- **Exercise goal**
Each line of the records containing "valley" is to be copied out and returned.

(Records from a dataset)
◇ ◇ ◇ ◇

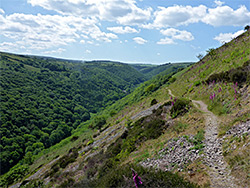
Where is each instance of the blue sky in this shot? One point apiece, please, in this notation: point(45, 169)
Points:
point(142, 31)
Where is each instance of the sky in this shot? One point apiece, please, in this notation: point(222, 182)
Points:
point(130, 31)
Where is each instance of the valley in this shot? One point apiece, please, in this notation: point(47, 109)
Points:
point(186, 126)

◇ ◇ ◇ ◇

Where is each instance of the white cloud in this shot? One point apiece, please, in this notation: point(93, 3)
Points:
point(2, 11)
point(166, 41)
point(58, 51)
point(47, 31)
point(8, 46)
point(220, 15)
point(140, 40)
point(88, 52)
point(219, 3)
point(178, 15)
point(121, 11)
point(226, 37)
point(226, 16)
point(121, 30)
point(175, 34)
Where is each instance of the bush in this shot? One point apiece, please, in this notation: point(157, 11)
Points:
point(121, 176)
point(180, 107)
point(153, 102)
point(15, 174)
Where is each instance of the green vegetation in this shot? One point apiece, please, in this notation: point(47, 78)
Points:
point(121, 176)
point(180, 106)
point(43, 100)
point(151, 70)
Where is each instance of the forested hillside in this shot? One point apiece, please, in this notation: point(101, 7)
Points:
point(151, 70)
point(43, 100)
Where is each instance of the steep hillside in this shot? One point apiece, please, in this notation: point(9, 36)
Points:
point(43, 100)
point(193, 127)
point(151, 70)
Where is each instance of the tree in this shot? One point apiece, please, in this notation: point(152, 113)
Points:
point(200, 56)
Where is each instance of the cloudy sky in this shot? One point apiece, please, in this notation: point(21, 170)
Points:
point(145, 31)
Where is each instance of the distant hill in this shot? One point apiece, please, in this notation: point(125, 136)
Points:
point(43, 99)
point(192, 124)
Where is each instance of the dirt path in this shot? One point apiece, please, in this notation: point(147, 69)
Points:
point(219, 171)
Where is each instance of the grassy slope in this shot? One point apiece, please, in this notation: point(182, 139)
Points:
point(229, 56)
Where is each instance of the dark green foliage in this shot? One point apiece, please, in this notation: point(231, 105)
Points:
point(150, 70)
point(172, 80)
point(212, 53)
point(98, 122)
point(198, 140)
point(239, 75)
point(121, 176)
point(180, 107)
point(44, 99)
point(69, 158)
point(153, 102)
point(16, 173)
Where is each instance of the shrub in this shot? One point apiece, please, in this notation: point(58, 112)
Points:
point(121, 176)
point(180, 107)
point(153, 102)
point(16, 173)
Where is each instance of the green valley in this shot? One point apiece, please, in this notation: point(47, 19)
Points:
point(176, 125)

◇ ◇ ◇ ◇

- **Response**
Where is each instance of the valley in this shot? One point apiece, please, in this notation: point(47, 109)
Where is each instance of the green valley in this shot? One point apiece, please, in this notation: point(47, 19)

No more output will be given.